**Short task:**
Recast the rows below as a numbered list, omitting any blank lines and leaving out the pictures.

**Rows from a pointing dataset:**
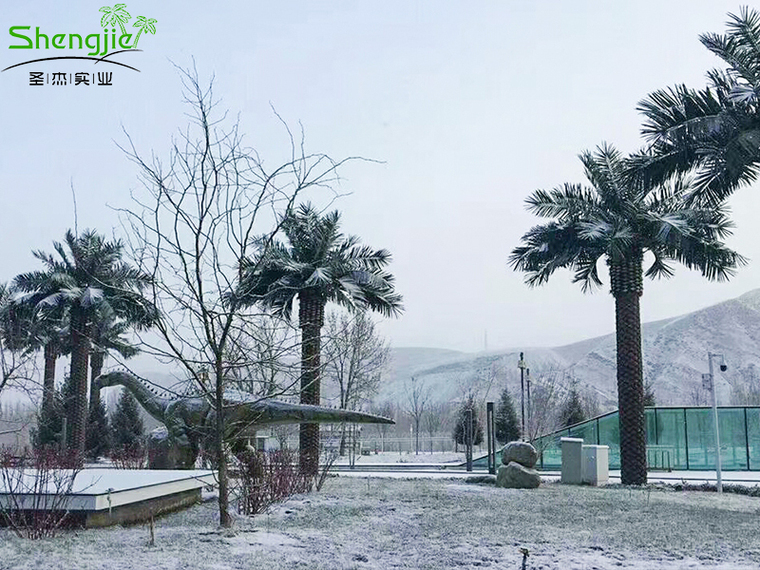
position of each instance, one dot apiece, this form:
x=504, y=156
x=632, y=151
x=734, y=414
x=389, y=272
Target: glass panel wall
x=677, y=438
x=701, y=437
x=669, y=447
x=753, y=437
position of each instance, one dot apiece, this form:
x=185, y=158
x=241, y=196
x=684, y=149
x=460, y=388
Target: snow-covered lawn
x=377, y=524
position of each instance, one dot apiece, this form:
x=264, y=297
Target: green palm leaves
x=715, y=131
x=620, y=218
x=146, y=25
x=87, y=283
x=115, y=16
x=616, y=219
x=318, y=259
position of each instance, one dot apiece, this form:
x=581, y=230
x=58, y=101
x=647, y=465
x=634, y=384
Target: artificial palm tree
x=620, y=221
x=37, y=333
x=317, y=264
x=115, y=16
x=147, y=25
x=88, y=280
x=107, y=334
x=714, y=131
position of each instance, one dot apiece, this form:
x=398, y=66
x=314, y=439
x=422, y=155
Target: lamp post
x=708, y=381
x=522, y=365
x=530, y=414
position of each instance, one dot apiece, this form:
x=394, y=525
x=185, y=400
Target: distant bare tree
x=547, y=393
x=263, y=357
x=354, y=359
x=436, y=419
x=417, y=400
x=386, y=410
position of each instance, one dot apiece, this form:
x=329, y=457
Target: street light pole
x=530, y=415
x=710, y=356
x=522, y=366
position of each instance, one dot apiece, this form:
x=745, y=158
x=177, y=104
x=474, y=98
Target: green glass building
x=678, y=438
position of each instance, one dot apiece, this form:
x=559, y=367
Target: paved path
x=435, y=471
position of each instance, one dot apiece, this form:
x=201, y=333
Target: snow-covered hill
x=675, y=355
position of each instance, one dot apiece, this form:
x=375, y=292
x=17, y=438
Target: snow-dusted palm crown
x=619, y=221
x=317, y=264
x=88, y=283
x=714, y=131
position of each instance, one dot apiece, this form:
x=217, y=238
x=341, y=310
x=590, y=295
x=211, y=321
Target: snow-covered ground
x=374, y=524
x=405, y=457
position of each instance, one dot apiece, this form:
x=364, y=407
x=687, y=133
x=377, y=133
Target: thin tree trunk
x=627, y=287
x=225, y=520
x=80, y=354
x=48, y=381
x=311, y=317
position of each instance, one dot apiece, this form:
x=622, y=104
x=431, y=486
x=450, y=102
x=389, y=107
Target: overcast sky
x=469, y=106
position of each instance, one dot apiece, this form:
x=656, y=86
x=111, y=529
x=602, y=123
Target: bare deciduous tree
x=190, y=229
x=435, y=419
x=417, y=400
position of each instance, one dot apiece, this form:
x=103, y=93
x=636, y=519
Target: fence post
x=468, y=438
x=491, y=438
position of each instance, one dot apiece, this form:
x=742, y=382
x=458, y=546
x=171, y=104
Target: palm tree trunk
x=627, y=287
x=48, y=380
x=80, y=355
x=311, y=317
x=96, y=367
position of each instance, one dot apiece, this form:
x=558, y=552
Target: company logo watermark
x=101, y=48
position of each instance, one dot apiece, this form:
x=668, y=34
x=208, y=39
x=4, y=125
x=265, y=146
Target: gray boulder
x=515, y=476
x=521, y=452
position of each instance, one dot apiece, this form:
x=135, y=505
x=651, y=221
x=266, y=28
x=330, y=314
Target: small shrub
x=37, y=485
x=267, y=477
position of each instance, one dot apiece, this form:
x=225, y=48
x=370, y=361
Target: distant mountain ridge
x=675, y=357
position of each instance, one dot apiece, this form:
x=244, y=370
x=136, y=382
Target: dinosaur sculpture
x=190, y=420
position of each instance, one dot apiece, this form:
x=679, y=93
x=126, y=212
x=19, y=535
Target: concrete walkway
x=747, y=478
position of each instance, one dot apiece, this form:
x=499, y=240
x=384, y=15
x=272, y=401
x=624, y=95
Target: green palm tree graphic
x=146, y=25
x=116, y=15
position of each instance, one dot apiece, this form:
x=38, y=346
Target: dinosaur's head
x=107, y=379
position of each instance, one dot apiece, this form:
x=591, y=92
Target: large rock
x=521, y=452
x=515, y=476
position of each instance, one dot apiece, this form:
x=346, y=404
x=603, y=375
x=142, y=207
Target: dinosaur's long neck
x=154, y=404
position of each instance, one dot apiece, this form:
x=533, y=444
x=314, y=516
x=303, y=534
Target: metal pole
x=468, y=438
x=715, y=420
x=491, y=438
x=530, y=414
x=521, y=366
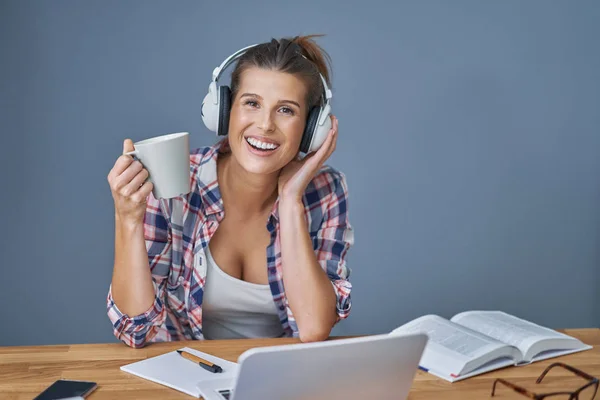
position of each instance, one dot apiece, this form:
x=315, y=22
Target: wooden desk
x=26, y=371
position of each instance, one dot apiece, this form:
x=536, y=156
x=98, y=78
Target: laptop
x=370, y=367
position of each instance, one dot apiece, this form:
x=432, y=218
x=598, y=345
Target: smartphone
x=65, y=388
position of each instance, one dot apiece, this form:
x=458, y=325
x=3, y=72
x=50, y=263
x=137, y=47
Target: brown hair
x=285, y=55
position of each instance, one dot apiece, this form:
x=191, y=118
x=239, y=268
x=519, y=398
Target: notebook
x=176, y=372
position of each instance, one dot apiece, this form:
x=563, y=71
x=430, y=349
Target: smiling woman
x=258, y=247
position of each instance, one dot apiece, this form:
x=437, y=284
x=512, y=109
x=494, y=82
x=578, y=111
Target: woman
x=195, y=267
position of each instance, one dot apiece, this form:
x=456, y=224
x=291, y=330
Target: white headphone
x=216, y=107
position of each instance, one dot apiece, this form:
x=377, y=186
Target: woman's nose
x=266, y=122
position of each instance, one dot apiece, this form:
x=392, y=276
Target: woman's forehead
x=269, y=84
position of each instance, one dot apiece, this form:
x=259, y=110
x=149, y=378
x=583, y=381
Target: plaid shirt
x=178, y=230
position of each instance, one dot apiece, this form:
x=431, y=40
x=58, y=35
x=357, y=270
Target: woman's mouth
x=261, y=147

**Answer to the problem:**
1. position of each instance, one dot apiece, this form:
2. x=504, y=156
3. x=632, y=151
4. x=734, y=414
5. x=389, y=272
6. Target: glass panel wall
7. x=677, y=438
8. x=701, y=437
9. x=669, y=447
10. x=753, y=437
11. position of each instance, one dot apiece, this form:
12. x=185, y=158
13. x=241, y=196
14. x=684, y=149
15. x=460, y=388
16. Target: snow-covered lawn
17. x=377, y=524
18. position of each instance, one dot apiece, this form:
19. x=264, y=297
20. Target: green palm leaves
21. x=715, y=131
22. x=620, y=218
23. x=146, y=25
24. x=87, y=283
25. x=115, y=16
26. x=616, y=219
27. x=318, y=259
28. position of each instance, one dot apiece, this form:
29. x=581, y=230
30. x=58, y=101
31. x=647, y=465
32. x=634, y=384
33. Target: artificial palm tree
34. x=620, y=221
35. x=37, y=333
36. x=317, y=264
37. x=115, y=16
38. x=147, y=25
39. x=88, y=280
40. x=107, y=334
41. x=714, y=131
42. position of each instance, one dot apiece, this form:
43. x=398, y=66
44. x=314, y=439
45. x=422, y=155
46. Target: lamp post
47. x=708, y=381
48. x=522, y=365
49. x=530, y=414
50. position of each instance, one dot apiece, this form:
51. x=394, y=525
52. x=185, y=400
53. Target: distant bare tree
54. x=547, y=393
55. x=263, y=357
56. x=354, y=359
57. x=436, y=419
58. x=417, y=400
59. x=386, y=410
60. position of each instance, one dot apiece, this form:
61. x=329, y=457
62. Target: street light pole
63. x=530, y=415
64. x=710, y=356
65. x=522, y=366
66. position of each instance, one dot apiece, this form:
67. x=745, y=158
68. x=177, y=104
69. x=474, y=98
70. Target: green glass building
71. x=678, y=438
72. position of each instance, one dot apiece, this form:
73. x=559, y=367
74. Target: paved path
75. x=435, y=471
76. position of each instance, one dot apiece, this form:
77. x=201, y=333
78. Target: snow-covered hill
79. x=675, y=355
80. position of each instance, one dot apiece, this form:
81. x=375, y=292
82. x=17, y=438
83. Target: snow-dusted palm crown
84. x=619, y=221
85. x=317, y=264
86. x=88, y=283
87. x=714, y=131
88. position of each instance, one dot apiece, this form:
89. x=217, y=238
90. x=341, y=310
91. x=590, y=295
92. x=211, y=321
93. Target: snow-covered ground
94. x=374, y=524
95. x=405, y=457
96. position of each instance, one dot apiece, this form:
97. x=364, y=407
98. x=687, y=133
99. x=377, y=133
100. Target: thin tree trunk
101. x=627, y=287
102. x=225, y=520
103. x=80, y=354
104. x=48, y=381
105. x=311, y=317
106. position of each instance, one dot apiece, this form:
107. x=622, y=104
108. x=431, y=486
109. x=450, y=102
110. x=389, y=107
111. Target: overcast sky
112. x=469, y=106
113. position of each instance, one dot apiece, this form:
114. x=656, y=86
115. x=111, y=529
116. x=602, y=123
117. Target: bare deciduous tree
118. x=190, y=229
119. x=435, y=419
120. x=417, y=400
121. position of each instance, one dot apiece, this form:
122. x=103, y=93
123. x=636, y=519
124. Target: fence post
125. x=468, y=438
126. x=491, y=438
127. position of each instance, one dot apiece, this form:
128. x=742, y=382
129. x=458, y=546
130. x=171, y=104
131. Target: palm tree trunk
132. x=627, y=287
133. x=48, y=380
134. x=80, y=355
135. x=311, y=317
136. x=96, y=367
137. position of each instance, one dot apiece, this form:
138. x=558, y=552
139. Target: company logo watermark
140. x=101, y=48
141. position of each instance, one dot apiece, this form:
142. x=668, y=34
143. x=208, y=39
144. x=4, y=125
145. x=265, y=146
146. Target: gray boulder
147. x=515, y=476
148. x=521, y=452
149. position of each instance, one dot apiece, this form:
150. x=135, y=505
151. x=651, y=221
152. x=266, y=28
153. x=330, y=314
154. Target: small shrub
155. x=37, y=485
156. x=267, y=477
157. position of each instance, one dot apiece, this form:
158. x=225, y=48
159. x=370, y=361
160. Target: distant mountain ridge
161. x=675, y=357
162. position of each instance, one dot apiece, this form:
163. x=244, y=370
164. x=136, y=382
165. Target: dinosaur sculpture
166. x=190, y=420
167. position of each instance, one dot apiece, this form:
168. x=679, y=93
169. x=126, y=212
170. x=19, y=535
171. Target: concrete walkway
172. x=747, y=478
173. position of each instance, one dot apiece, this form:
174. x=499, y=240
175. x=384, y=15
176. x=272, y=401
177. x=624, y=95
178. Target: green palm tree graphic
179. x=146, y=25
180. x=116, y=15
181. position of each instance, one dot apiece, this form:
182. x=38, y=346
183. Target: dinosaur's head
184. x=107, y=379
185. position of each instance, one dot apiece, this form:
186. x=591, y=92
187. Target: large rock
188. x=521, y=452
189. x=515, y=476
190. position of each instance, one dot apiece, this form:
191. x=346, y=404
192. x=603, y=375
193. x=142, y=207
194. Target: dinosaur's long neck
195. x=154, y=404
196. position of each instance, one dot apiece, this form:
197. x=533, y=444
198. x=314, y=516
199. x=303, y=534
200. Target: metal pole
201. x=468, y=438
202. x=715, y=420
203. x=491, y=438
204. x=530, y=414
205. x=521, y=366
206. position of each instance, one dot apiece, this form:
207. x=315, y=22
208. Target: wooden desk
209. x=26, y=371
210. position of each instance, one dot apiece, this form:
211. x=536, y=156
212. x=98, y=78
213. Target: laptop
214. x=370, y=367
215. position of each instance, one dot apiece, this form:
216. x=432, y=218
217. x=598, y=345
218. Target: smartphone
219. x=65, y=388
220. position of each instance, one dot apiece, this form:
221. x=458, y=325
222. x=3, y=72
223. x=50, y=263
224. x=137, y=47
225. Target: brown hair
226. x=285, y=55
227. position of each instance, one dot apiece, this form:
228. x=191, y=118
229. x=239, y=268
230. x=519, y=398
231. Target: notebook
232. x=176, y=372
233. position of each instance, one dot apiece, this form:
234. x=563, y=71
235. x=430, y=349
236. Target: smiling woman
237. x=258, y=247
238. position of each instance, one dot apiece, this form:
239. x=437, y=284
240. x=512, y=109
241. x=494, y=82
242. x=578, y=111
243. Target: woman
244. x=195, y=267
245. position of each instance, one dot apiece, this form:
246. x=456, y=224
247. x=291, y=330
248. Target: white headphone
249. x=216, y=107
250. position of each instance, one dot apiece, this form:
251. x=377, y=186
252. Target: woman's nose
253. x=266, y=122
254. position of each instance, one dot apiece, this form:
255. x=392, y=276
256. Target: woman's forehead
257. x=269, y=84
258. position of each instance, one dot apiece, this form:
259. x=259, y=110
260. x=149, y=378
261. x=583, y=381
262. Target: plaid shirt
263. x=178, y=230
264. position of each instance, one dot apiece, this form:
265. x=431, y=40
266. x=58, y=35
267. x=357, y=270
268. Target: woman's mouth
269. x=261, y=147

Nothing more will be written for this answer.